■ Exercise prompt
Reproduce every line of the records below, starting at the line that has "Segment red flag banner in the image above." and stopping after the line that has "[253,219,317,295]". Keep the lines without numbers unchanged and raise each coordinate in the answers by 146.

------

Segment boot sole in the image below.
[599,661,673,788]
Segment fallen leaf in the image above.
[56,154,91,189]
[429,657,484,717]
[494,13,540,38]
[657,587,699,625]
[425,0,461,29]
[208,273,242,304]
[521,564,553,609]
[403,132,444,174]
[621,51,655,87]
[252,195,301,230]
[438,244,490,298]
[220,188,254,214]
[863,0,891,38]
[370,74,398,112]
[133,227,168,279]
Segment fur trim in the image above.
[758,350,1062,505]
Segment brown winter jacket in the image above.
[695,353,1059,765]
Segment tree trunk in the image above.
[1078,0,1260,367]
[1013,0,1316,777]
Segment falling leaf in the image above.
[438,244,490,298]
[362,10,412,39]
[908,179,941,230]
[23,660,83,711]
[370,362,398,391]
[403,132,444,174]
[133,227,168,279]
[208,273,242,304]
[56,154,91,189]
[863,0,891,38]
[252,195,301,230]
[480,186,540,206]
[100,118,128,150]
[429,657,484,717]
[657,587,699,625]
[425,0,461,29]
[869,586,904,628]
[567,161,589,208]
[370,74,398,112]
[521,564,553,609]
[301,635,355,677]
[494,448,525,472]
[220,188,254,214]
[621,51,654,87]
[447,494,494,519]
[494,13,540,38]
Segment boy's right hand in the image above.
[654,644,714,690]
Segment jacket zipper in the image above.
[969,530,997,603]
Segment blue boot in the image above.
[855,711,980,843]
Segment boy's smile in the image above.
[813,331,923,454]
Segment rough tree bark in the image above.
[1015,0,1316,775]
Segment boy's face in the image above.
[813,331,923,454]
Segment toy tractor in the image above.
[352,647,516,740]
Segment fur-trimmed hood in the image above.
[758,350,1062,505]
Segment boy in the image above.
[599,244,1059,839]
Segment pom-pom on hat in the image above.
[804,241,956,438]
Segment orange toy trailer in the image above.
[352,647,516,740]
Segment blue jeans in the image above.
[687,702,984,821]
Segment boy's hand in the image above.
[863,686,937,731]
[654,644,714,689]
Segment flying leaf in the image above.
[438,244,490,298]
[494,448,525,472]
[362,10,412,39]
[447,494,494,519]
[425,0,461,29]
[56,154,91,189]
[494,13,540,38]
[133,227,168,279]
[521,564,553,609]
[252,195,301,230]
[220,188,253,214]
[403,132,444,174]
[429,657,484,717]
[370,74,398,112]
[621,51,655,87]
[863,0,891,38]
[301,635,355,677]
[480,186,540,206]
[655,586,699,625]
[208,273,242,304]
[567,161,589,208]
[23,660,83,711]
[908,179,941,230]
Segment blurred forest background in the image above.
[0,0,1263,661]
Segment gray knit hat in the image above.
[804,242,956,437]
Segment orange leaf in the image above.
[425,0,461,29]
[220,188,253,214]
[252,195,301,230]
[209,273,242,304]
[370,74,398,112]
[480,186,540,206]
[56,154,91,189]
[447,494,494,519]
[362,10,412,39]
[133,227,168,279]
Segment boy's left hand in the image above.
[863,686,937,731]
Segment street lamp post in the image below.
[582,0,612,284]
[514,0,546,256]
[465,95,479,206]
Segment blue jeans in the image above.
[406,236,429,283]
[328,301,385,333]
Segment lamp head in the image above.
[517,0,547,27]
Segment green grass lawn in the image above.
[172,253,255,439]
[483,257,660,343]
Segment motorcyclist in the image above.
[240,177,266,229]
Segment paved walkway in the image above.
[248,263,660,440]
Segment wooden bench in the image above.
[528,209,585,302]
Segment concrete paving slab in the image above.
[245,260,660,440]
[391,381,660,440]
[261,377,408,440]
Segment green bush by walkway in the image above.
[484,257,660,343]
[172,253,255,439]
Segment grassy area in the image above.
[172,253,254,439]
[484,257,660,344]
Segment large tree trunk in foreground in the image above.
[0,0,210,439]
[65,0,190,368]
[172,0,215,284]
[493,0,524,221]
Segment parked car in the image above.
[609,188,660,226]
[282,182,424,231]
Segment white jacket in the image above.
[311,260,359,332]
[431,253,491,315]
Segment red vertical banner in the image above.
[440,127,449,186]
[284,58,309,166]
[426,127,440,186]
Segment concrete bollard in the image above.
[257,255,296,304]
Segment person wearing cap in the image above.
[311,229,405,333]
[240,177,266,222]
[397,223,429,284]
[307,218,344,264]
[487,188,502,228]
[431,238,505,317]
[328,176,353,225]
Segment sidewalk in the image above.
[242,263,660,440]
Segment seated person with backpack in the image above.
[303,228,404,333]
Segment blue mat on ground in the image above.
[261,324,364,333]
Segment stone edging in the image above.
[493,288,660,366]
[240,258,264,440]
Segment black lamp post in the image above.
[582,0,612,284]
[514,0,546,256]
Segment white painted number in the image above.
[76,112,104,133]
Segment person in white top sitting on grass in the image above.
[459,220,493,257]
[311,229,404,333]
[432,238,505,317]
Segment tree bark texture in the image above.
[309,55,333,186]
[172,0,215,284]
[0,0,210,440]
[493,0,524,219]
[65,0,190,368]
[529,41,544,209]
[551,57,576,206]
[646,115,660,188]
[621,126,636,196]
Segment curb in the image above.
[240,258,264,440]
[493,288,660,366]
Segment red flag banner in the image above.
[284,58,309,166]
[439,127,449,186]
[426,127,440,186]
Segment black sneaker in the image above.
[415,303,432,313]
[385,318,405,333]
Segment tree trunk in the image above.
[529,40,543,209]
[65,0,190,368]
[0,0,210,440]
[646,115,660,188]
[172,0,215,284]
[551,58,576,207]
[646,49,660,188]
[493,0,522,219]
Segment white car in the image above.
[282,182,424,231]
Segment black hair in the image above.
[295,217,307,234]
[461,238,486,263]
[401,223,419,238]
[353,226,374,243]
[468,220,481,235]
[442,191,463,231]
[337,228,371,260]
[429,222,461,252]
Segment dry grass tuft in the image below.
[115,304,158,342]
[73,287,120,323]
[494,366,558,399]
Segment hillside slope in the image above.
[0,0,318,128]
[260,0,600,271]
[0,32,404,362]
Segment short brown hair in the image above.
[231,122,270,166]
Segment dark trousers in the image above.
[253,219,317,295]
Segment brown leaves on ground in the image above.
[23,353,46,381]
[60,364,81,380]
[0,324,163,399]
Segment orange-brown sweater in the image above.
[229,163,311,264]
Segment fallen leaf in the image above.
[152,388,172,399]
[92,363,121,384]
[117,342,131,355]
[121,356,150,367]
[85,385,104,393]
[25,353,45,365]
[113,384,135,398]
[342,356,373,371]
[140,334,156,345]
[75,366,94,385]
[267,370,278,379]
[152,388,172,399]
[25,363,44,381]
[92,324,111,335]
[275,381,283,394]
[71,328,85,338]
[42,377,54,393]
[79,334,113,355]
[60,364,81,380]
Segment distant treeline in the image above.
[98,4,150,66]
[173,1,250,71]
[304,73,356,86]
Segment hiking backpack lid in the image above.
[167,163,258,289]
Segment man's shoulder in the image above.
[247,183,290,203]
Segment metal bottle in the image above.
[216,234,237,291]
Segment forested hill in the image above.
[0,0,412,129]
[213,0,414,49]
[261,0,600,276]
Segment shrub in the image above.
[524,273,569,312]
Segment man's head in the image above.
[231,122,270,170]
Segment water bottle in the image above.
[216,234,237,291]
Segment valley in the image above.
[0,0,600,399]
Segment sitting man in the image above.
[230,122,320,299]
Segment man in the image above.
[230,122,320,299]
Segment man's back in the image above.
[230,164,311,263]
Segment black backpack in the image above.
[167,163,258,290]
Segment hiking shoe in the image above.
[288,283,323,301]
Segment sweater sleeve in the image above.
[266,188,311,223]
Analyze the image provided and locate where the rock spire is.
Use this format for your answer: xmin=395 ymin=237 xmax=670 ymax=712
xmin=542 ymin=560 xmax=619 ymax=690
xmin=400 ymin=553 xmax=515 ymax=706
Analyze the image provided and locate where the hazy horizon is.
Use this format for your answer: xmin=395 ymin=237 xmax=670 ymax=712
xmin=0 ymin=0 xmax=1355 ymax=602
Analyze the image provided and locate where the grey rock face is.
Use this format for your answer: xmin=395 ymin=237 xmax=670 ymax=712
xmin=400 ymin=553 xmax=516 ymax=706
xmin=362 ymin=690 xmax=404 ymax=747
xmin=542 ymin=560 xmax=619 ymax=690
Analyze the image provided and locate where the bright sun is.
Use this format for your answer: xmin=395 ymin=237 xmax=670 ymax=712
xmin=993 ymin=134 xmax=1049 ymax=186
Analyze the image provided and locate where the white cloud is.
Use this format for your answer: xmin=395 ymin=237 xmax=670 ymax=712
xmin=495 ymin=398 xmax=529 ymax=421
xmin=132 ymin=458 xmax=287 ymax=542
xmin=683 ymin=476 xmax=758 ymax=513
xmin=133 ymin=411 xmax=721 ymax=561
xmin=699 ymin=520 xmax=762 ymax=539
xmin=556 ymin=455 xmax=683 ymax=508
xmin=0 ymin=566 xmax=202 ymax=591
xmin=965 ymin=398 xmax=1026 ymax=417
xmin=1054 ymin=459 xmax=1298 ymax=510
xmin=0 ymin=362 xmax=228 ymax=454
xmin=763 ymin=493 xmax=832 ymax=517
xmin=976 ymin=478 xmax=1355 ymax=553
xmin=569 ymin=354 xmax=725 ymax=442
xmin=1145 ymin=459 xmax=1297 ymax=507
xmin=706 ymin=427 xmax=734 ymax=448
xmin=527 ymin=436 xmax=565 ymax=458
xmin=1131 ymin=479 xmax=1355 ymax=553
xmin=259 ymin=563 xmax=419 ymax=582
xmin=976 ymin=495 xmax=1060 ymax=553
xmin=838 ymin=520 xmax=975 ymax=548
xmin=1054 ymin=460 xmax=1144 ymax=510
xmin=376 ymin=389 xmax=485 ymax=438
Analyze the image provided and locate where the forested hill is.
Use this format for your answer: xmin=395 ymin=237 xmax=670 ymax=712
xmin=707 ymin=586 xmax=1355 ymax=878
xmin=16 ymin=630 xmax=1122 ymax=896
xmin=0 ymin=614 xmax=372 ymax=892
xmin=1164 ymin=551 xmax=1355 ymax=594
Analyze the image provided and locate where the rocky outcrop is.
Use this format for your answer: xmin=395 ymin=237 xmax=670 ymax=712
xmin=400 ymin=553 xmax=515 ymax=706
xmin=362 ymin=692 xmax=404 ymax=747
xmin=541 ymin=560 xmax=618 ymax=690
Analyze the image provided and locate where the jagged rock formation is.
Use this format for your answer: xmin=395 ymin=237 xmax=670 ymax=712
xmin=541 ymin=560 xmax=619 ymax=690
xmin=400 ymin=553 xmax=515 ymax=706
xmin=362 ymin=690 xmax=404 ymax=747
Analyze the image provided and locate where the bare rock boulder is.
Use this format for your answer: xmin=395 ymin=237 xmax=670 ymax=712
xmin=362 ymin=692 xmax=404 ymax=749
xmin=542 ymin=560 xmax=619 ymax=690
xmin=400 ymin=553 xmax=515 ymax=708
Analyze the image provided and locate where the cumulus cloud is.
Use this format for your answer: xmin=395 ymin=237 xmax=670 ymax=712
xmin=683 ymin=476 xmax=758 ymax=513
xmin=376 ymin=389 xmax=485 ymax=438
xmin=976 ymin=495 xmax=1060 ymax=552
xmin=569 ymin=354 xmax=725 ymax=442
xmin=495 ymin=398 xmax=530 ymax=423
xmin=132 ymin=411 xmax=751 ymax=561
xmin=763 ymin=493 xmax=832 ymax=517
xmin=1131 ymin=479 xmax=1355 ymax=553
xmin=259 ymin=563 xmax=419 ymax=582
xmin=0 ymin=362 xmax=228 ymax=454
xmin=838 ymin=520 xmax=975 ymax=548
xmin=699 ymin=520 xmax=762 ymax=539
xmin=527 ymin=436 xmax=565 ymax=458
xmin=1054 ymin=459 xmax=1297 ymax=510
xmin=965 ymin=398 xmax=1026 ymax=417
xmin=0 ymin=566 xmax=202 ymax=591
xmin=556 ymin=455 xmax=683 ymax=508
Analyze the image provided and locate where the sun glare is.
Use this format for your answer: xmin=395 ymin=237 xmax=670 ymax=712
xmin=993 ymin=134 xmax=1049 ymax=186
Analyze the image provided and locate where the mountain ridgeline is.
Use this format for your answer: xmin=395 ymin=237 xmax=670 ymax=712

------

■ Answer for the task
Segment red flag banner in the image above.
[430,204,455,312]
[585,273,595,332]
[572,273,586,332]
Segment black sneaker in the image above.
[561,449,578,459]
[531,464,551,479]
Segment tree trunk in the image above.
[675,186,689,355]
[211,146,336,514]
[146,146,356,586]
[792,261,806,334]
[318,146,361,430]
[697,204,722,353]
[792,195,806,334]
[639,146,668,365]
Segment white car in the image above.
[428,328,570,377]
Segment black hair in the image above.
[441,363,453,380]
[607,384,632,409]
[547,369,565,384]
[499,372,520,389]
[614,366,627,381]
[588,337,609,377]
[483,374,517,406]
[575,368,607,398]
Segment dry grass tuft in the image below.
[261,450,304,488]
[219,433,266,469]
[640,512,704,545]
Segment hillside slope in the image above.
[146,146,464,274]
[406,146,746,417]
[146,178,550,508]
Segment short brown hair in the image above.
[377,268,416,312]
Segment dark trousers in the image above.
[399,365,463,441]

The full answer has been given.